[SOURCE PASSAGE]

╭──

People left without rental assistance are far more likely to experience homelessness, overcrowding, evictions, and other housing instability. Even existing funding levels are limited, such that more than 3 in 4 eligible households in need of federal rental assistance do not receive it, and there are long waiting lists for assistance in nearly all parts of the country.

The spending caps under this year’s debt ceiling agreement set tight limits for non-defense discretionary funding, the budget category that includes most federal housing assistance programs. Such spending caps create challenges for fully funding existing housing vouchers: because program costs are tied to rental costs, which rise with housing inflation and have increased greatly in the past few years, the program requires additional funding each year.

The Senate, which followed the negotiated spending caps, prioritized renewing rental assistance in its transportation and housing appropriations bill, increasing funding above 2023 levels; but the amount is still $74.5 million below what the Administration requested for vouchers. Voucher renewal resources in the bill passed by the House Appropriations Committee, which used spending limits well below negotiated levels, were still above 2023 levels, but fully $465 million below the budget request. As a result, 40,000 households who would receive housing assistance under the President’s request would instead lose out.

╰──

[HOW TO COMPLETE THIS TASK] Continue the passage on federal rental assistance funding, picking up after its last sentence.

[Items listed in a dataset]

╭──

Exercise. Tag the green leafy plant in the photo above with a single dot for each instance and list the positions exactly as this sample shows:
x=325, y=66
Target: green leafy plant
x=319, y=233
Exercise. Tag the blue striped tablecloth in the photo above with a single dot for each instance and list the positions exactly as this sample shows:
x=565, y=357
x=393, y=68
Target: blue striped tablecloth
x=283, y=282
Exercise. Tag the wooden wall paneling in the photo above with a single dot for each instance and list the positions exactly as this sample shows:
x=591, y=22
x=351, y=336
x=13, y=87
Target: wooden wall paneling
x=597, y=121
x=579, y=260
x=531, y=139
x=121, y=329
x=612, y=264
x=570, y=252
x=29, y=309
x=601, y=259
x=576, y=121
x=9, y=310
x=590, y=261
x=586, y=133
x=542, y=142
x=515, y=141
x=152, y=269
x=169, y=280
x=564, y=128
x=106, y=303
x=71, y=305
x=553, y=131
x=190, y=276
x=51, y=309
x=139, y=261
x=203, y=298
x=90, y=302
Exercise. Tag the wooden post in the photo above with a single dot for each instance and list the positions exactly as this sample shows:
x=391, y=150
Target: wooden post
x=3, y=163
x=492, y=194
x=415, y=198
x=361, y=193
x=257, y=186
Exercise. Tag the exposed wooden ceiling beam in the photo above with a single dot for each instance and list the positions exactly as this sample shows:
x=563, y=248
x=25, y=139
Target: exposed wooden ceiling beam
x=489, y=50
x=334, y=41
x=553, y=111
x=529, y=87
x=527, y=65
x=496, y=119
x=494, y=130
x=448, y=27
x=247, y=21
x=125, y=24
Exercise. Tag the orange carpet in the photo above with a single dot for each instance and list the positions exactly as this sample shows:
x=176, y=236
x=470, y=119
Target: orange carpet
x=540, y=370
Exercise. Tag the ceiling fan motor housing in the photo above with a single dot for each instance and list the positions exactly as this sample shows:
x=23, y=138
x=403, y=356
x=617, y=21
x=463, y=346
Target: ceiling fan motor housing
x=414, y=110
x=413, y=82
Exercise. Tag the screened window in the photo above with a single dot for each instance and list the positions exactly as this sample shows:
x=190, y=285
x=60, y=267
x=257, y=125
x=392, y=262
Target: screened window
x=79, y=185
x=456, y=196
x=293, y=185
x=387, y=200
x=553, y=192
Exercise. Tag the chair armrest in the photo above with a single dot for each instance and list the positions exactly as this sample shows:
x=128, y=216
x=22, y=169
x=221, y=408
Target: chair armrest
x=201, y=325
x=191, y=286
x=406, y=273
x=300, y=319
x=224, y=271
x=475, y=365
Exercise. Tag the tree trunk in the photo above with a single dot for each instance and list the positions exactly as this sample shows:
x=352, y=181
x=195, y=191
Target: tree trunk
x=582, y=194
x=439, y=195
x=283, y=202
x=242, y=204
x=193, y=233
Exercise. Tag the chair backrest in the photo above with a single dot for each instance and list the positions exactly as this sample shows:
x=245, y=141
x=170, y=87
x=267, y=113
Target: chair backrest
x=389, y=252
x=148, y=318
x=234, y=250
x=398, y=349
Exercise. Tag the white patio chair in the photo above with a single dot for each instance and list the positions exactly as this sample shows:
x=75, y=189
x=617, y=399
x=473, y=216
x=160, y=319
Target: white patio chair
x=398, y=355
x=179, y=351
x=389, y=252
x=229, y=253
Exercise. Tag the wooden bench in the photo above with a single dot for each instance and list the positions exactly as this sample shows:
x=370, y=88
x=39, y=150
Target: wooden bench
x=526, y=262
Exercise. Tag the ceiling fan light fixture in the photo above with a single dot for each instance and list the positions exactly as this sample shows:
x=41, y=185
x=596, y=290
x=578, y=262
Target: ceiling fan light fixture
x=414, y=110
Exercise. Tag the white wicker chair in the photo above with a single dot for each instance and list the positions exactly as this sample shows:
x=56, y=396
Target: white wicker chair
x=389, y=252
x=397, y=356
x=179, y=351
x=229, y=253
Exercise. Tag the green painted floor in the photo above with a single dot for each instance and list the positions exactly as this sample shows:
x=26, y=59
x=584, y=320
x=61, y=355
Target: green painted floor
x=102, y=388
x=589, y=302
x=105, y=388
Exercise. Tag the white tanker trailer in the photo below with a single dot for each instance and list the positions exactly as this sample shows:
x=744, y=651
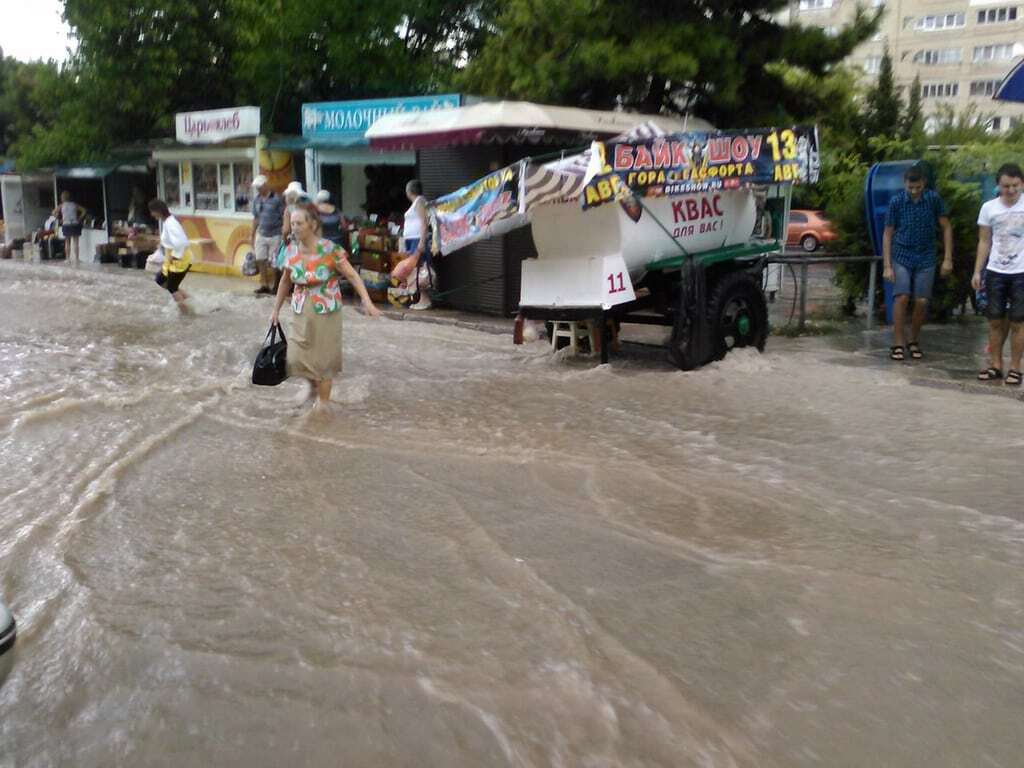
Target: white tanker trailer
x=655, y=228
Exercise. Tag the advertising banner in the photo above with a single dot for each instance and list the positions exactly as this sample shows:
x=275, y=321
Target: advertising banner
x=214, y=126
x=700, y=161
x=489, y=206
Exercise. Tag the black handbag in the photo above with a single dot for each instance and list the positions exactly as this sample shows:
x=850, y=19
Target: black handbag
x=270, y=367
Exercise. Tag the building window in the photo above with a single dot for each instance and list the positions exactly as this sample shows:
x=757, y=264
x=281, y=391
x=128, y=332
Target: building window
x=984, y=87
x=938, y=56
x=939, y=90
x=170, y=176
x=996, y=15
x=940, y=22
x=996, y=52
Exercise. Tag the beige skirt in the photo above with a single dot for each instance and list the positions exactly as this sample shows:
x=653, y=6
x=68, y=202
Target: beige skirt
x=314, y=344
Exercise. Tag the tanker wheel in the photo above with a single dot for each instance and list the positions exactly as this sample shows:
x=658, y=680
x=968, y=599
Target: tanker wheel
x=737, y=314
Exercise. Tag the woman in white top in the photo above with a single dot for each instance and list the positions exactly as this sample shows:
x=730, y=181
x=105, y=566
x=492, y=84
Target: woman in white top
x=174, y=249
x=415, y=235
x=71, y=215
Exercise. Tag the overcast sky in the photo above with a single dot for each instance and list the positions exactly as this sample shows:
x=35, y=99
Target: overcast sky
x=33, y=29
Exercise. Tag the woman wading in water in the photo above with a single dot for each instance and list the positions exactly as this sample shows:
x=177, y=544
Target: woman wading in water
x=314, y=265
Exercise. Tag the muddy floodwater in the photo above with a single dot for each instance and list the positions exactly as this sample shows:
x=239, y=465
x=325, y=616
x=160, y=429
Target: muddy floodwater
x=485, y=555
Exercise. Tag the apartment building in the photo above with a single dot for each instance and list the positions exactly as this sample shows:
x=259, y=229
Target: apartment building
x=961, y=50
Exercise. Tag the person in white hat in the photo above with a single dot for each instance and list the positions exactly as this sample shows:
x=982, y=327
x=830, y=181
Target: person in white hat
x=294, y=195
x=268, y=214
x=330, y=218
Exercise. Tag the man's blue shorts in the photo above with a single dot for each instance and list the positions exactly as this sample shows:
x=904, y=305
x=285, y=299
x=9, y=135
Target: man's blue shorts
x=913, y=280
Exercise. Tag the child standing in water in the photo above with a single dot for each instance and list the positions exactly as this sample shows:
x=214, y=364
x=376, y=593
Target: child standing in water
x=70, y=213
x=174, y=249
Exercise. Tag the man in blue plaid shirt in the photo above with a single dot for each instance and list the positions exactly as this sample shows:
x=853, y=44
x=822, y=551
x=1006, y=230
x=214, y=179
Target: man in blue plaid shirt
x=908, y=253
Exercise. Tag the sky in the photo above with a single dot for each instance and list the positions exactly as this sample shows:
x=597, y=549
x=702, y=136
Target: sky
x=33, y=29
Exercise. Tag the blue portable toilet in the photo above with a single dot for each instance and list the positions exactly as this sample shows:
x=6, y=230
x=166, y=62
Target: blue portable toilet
x=884, y=180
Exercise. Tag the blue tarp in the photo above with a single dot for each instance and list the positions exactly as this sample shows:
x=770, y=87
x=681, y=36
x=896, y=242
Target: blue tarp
x=1012, y=87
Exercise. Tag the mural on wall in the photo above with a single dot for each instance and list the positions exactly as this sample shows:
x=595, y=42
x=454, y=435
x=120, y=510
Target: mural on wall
x=221, y=244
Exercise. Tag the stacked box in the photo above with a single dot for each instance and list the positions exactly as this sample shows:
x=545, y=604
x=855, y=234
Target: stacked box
x=376, y=284
x=375, y=246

╰──

[WRITTEN RESPONSE]
These funding shortfalls are concerning because cost and leasing data so far this year suggest that at least the full $27.84 billion the President requested for renewing existing housing vouchers is needed in 2024 to maintain the current level of assistance under the program, which helps 5 million people afford housing. Higher costs are expected largely because the program is continuing to absorb the extremely rapid increases in market rents in recent years. Rents increased by 28 percent from June 2020 to June 2023, according to Zillow rental data. During the same period, the average cost of a voucher increased by only 17 percent.

Voucher costs tend to lag the rental market in part because they are limited by subsidy caps — known as fair market rents, or FMRs — that the Department of Housing and Urban Development (HUD) sets at the beginning of each fiscal year using a formula that includes retroactive rent data. HUD has announced that FMRs will rise by an average of 12 percent in 2024. That’s more than rents are currently rising, but it’s needed to enable voucher subsidies to catch up to typical market rents and help ensure families with vouchers can successfully rent homes.

Another reason for the higher costs is that housing agencies have succeeded in using a larger share of the vouchers they administer, helping more people in need. Many voucher holders struggled to find homes they could rent in the tight, post-pandemic housing market, but HUD and local housing agencies have taken effective steps to make vouchers easier to use. These efforts (along with some easing of market conditions) helped housing agencies assist nearly 22,000 additional families in August of this year (the most recent data available) compared to the end of 2022.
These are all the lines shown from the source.